— GIVEN EXERCISE —
Reproduce every line of the records below with no changes.

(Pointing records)
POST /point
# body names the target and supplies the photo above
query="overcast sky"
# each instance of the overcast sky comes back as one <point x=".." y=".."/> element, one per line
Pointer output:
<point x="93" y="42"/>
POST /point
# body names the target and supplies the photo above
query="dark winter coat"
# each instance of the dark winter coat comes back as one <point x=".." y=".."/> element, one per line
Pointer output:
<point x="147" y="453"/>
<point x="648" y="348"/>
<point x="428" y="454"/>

— REPLY —
POST /point
# body names the target and supplies the photo above
query="overcast sky"
# each instance of the overcast sky comes back as one <point x=".." y=".."/> element, one per line
Pointer output:
<point x="93" y="42"/>
POST /point
# body names the target and supplies the photo above
query="dark winter coat"
# each instance of the dark winter coat comes back as one <point x=".." y=".."/> element, one per line
Pointer output:
<point x="147" y="453"/>
<point x="648" y="348"/>
<point x="428" y="454"/>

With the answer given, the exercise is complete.